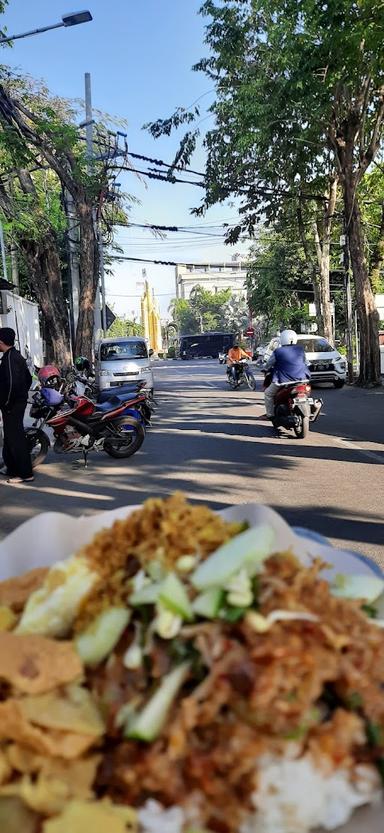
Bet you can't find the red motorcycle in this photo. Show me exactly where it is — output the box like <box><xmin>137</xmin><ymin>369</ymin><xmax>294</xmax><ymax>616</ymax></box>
<box><xmin>26</xmin><ymin>387</ymin><xmax>146</xmax><ymax>467</ymax></box>
<box><xmin>264</xmin><ymin>374</ymin><xmax>323</xmax><ymax>440</ymax></box>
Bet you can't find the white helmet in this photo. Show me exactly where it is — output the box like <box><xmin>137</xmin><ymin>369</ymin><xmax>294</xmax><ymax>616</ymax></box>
<box><xmin>280</xmin><ymin>330</ymin><xmax>297</xmax><ymax>347</ymax></box>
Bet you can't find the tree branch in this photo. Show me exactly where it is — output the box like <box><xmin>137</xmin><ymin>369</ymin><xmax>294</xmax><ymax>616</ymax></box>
<box><xmin>356</xmin><ymin>88</ymin><xmax>384</xmax><ymax>183</ymax></box>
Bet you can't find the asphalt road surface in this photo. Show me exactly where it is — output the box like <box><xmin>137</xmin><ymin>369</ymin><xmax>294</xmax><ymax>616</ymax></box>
<box><xmin>0</xmin><ymin>360</ymin><xmax>384</xmax><ymax>566</ymax></box>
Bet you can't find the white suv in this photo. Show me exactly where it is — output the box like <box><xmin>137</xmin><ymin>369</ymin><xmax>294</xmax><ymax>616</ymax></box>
<box><xmin>297</xmin><ymin>334</ymin><xmax>347</xmax><ymax>388</ymax></box>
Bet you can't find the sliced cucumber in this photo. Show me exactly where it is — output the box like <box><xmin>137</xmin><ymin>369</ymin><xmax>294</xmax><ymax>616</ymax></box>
<box><xmin>128</xmin><ymin>582</ymin><xmax>161</xmax><ymax>607</ymax></box>
<box><xmin>75</xmin><ymin>607</ymin><xmax>130</xmax><ymax>665</ymax></box>
<box><xmin>191</xmin><ymin>525</ymin><xmax>275</xmax><ymax>590</ymax></box>
<box><xmin>124</xmin><ymin>662</ymin><xmax>190</xmax><ymax>743</ymax></box>
<box><xmin>192</xmin><ymin>587</ymin><xmax>224</xmax><ymax>619</ymax></box>
<box><xmin>375</xmin><ymin>593</ymin><xmax>384</xmax><ymax>619</ymax></box>
<box><xmin>159</xmin><ymin>573</ymin><xmax>193</xmax><ymax>622</ymax></box>
<box><xmin>331</xmin><ymin>573</ymin><xmax>384</xmax><ymax>602</ymax></box>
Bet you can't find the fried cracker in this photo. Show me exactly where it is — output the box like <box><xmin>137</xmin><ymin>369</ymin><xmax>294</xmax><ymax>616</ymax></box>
<box><xmin>0</xmin><ymin>632</ymin><xmax>82</xmax><ymax>694</ymax></box>
<box><xmin>0</xmin><ymin>698</ymin><xmax>95</xmax><ymax>760</ymax></box>
<box><xmin>0</xmin><ymin>567</ymin><xmax>48</xmax><ymax>613</ymax></box>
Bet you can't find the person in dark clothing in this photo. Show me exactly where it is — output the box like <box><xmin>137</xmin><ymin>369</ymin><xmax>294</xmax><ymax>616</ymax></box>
<box><xmin>0</xmin><ymin>327</ymin><xmax>33</xmax><ymax>485</ymax></box>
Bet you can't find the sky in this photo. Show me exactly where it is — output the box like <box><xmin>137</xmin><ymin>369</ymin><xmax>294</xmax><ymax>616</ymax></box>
<box><xmin>0</xmin><ymin>0</ymin><xmax>246</xmax><ymax>317</ymax></box>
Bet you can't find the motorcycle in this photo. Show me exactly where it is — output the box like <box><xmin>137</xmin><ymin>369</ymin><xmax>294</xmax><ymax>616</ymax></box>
<box><xmin>227</xmin><ymin>359</ymin><xmax>256</xmax><ymax>390</ymax></box>
<box><xmin>25</xmin><ymin>384</ymin><xmax>151</xmax><ymax>468</ymax></box>
<box><xmin>264</xmin><ymin>374</ymin><xmax>323</xmax><ymax>440</ymax></box>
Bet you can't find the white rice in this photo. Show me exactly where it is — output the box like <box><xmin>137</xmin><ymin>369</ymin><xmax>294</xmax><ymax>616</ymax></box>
<box><xmin>241</xmin><ymin>755</ymin><xmax>381</xmax><ymax>833</ymax></box>
<box><xmin>138</xmin><ymin>754</ymin><xmax>382</xmax><ymax>833</ymax></box>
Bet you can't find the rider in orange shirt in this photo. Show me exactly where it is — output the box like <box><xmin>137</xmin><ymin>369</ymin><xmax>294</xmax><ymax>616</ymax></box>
<box><xmin>227</xmin><ymin>341</ymin><xmax>249</xmax><ymax>381</ymax></box>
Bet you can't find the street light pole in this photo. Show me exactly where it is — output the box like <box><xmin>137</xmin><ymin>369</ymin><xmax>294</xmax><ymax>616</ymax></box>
<box><xmin>85</xmin><ymin>72</ymin><xmax>107</xmax><ymax>339</ymax></box>
<box><xmin>83</xmin><ymin>72</ymin><xmax>101</xmax><ymax>343</ymax></box>
<box><xmin>0</xmin><ymin>10</ymin><xmax>92</xmax><ymax>44</ymax></box>
<box><xmin>340</xmin><ymin>226</ymin><xmax>357</xmax><ymax>384</ymax></box>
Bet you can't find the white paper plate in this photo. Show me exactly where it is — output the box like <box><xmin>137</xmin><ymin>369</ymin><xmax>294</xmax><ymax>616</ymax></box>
<box><xmin>0</xmin><ymin>503</ymin><xmax>384</xmax><ymax>833</ymax></box>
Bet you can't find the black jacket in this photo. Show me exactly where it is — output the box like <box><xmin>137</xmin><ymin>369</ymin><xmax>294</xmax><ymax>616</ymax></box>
<box><xmin>0</xmin><ymin>347</ymin><xmax>32</xmax><ymax>411</ymax></box>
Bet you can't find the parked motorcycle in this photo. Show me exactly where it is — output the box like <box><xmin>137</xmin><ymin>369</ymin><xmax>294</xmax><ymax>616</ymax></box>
<box><xmin>227</xmin><ymin>359</ymin><xmax>256</xmax><ymax>390</ymax></box>
<box><xmin>264</xmin><ymin>374</ymin><xmax>323</xmax><ymax>440</ymax></box>
<box><xmin>25</xmin><ymin>386</ymin><xmax>150</xmax><ymax>468</ymax></box>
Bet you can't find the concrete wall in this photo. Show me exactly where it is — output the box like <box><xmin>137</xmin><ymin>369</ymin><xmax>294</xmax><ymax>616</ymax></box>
<box><xmin>0</xmin><ymin>291</ymin><xmax>44</xmax><ymax>367</ymax></box>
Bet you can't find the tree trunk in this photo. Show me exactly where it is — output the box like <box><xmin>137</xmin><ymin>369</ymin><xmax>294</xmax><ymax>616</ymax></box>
<box><xmin>369</xmin><ymin>203</ymin><xmax>384</xmax><ymax>292</ymax></box>
<box><xmin>297</xmin><ymin>203</ymin><xmax>324</xmax><ymax>334</ymax></box>
<box><xmin>312</xmin><ymin>263</ymin><xmax>324</xmax><ymax>335</ymax></box>
<box><xmin>19</xmin><ymin>234</ymin><xmax>71</xmax><ymax>370</ymax></box>
<box><xmin>75</xmin><ymin>200</ymin><xmax>99</xmax><ymax>361</ymax></box>
<box><xmin>313</xmin><ymin>176</ymin><xmax>338</xmax><ymax>344</ymax></box>
<box><xmin>343</xmin><ymin>180</ymin><xmax>381</xmax><ymax>387</ymax></box>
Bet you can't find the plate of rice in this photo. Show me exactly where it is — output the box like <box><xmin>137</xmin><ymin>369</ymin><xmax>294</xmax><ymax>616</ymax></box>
<box><xmin>0</xmin><ymin>493</ymin><xmax>384</xmax><ymax>833</ymax></box>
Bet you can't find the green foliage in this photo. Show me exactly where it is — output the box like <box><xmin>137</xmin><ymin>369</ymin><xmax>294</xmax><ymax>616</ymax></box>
<box><xmin>247</xmin><ymin>233</ymin><xmax>313</xmax><ymax>330</ymax></box>
<box><xmin>169</xmin><ymin>286</ymin><xmax>236</xmax><ymax>335</ymax></box>
<box><xmin>107</xmin><ymin>315</ymin><xmax>144</xmax><ymax>338</ymax></box>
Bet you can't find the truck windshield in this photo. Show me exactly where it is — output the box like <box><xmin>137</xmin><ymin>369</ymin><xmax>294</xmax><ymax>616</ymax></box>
<box><xmin>100</xmin><ymin>341</ymin><xmax>148</xmax><ymax>362</ymax></box>
<box><xmin>297</xmin><ymin>338</ymin><xmax>335</xmax><ymax>353</ymax></box>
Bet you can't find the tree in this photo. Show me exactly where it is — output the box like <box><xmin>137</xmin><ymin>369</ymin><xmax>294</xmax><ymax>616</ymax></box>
<box><xmin>107</xmin><ymin>315</ymin><xmax>144</xmax><ymax>338</ymax></box>
<box><xmin>169</xmin><ymin>285</ymin><xmax>243</xmax><ymax>335</ymax></box>
<box><xmin>0</xmin><ymin>164</ymin><xmax>71</xmax><ymax>367</ymax></box>
<box><xmin>0</xmin><ymin>80</ymin><xmax>130</xmax><ymax>357</ymax></box>
<box><xmin>223</xmin><ymin>295</ymin><xmax>249</xmax><ymax>332</ymax></box>
<box><xmin>247</xmin><ymin>233</ymin><xmax>313</xmax><ymax>331</ymax></box>
<box><xmin>150</xmin><ymin>0</ymin><xmax>384</xmax><ymax>384</ymax></box>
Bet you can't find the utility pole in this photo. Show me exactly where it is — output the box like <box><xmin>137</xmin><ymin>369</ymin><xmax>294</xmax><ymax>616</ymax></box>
<box><xmin>64</xmin><ymin>188</ymin><xmax>80</xmax><ymax>350</ymax></box>
<box><xmin>84</xmin><ymin>72</ymin><xmax>104</xmax><ymax>342</ymax></box>
<box><xmin>340</xmin><ymin>228</ymin><xmax>357</xmax><ymax>384</ymax></box>
<box><xmin>0</xmin><ymin>220</ymin><xmax>8</xmax><ymax>281</ymax></box>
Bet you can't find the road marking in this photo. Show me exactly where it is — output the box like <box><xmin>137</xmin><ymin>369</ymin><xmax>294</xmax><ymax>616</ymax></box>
<box><xmin>333</xmin><ymin>437</ymin><xmax>384</xmax><ymax>464</ymax></box>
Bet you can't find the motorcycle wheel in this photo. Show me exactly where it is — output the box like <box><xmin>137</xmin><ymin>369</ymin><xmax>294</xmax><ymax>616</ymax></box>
<box><xmin>245</xmin><ymin>373</ymin><xmax>256</xmax><ymax>390</ymax></box>
<box><xmin>25</xmin><ymin>428</ymin><xmax>51</xmax><ymax>469</ymax></box>
<box><xmin>293</xmin><ymin>414</ymin><xmax>309</xmax><ymax>440</ymax></box>
<box><xmin>104</xmin><ymin>417</ymin><xmax>145</xmax><ymax>460</ymax></box>
<box><xmin>227</xmin><ymin>375</ymin><xmax>238</xmax><ymax>390</ymax></box>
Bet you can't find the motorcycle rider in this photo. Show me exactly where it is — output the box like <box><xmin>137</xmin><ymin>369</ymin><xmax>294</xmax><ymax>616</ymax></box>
<box><xmin>227</xmin><ymin>339</ymin><xmax>249</xmax><ymax>382</ymax></box>
<box><xmin>264</xmin><ymin>330</ymin><xmax>311</xmax><ymax>419</ymax></box>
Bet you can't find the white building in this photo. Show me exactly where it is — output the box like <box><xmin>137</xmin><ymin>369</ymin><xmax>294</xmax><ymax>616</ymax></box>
<box><xmin>175</xmin><ymin>260</ymin><xmax>247</xmax><ymax>300</ymax></box>
<box><xmin>0</xmin><ymin>290</ymin><xmax>44</xmax><ymax>367</ymax></box>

|---|

Exercise objective - Rewrite everything from the line containing "Bet you can't find the motorcycle wheel" down to the end of the material, requests included. Multiply each box coordinate in the answers by 2.5 and round it to a whole number, with halves going up. Leave the requests and their sample boxes unchanged.

Result below -
Bet you can't find the motorcycle wheel in this photo. Show me exactly where it is — output the box like <box><xmin>137</xmin><ymin>369</ymin><xmax>294</xmax><ymax>616</ymax></box>
<box><xmin>613</xmin><ymin>933</ymin><xmax>640</xmax><ymax>975</ymax></box>
<box><xmin>63</xmin><ymin>1070</ymin><xmax>128</xmax><ymax>1173</ymax></box>
<box><xmin>733</xmin><ymin>1035</ymin><xmax>773</xmax><ymax>1100</ymax></box>
<box><xmin>260</xmin><ymin>1043</ymin><xmax>363</xmax><ymax>1150</ymax></box>
<box><xmin>568</xmin><ymin>938</ymin><xmax>595</xmax><ymax>975</ymax></box>
Bet you can't find the motorcycle rider in this photo. Show me exactly where it is — output the box like <box><xmin>137</xmin><ymin>369</ymin><xmax>294</xmax><ymax>616</ymax></box>
<box><xmin>568</xmin><ymin>848</ymin><xmax>623</xmax><ymax>955</ymax></box>
<box><xmin>660</xmin><ymin>825</ymin><xmax>778</xmax><ymax>1048</ymax></box>
Bet you can't find the white building in this photo. Show me exactly where it is — output the box like <box><xmin>137</xmin><ymin>369</ymin><xmax>294</xmax><ymax>616</ymax></box>
<box><xmin>438</xmin><ymin>650</ymin><xmax>618</xmax><ymax>750</ymax></box>
<box><xmin>0</xmin><ymin>725</ymin><xmax>110</xmax><ymax>918</ymax></box>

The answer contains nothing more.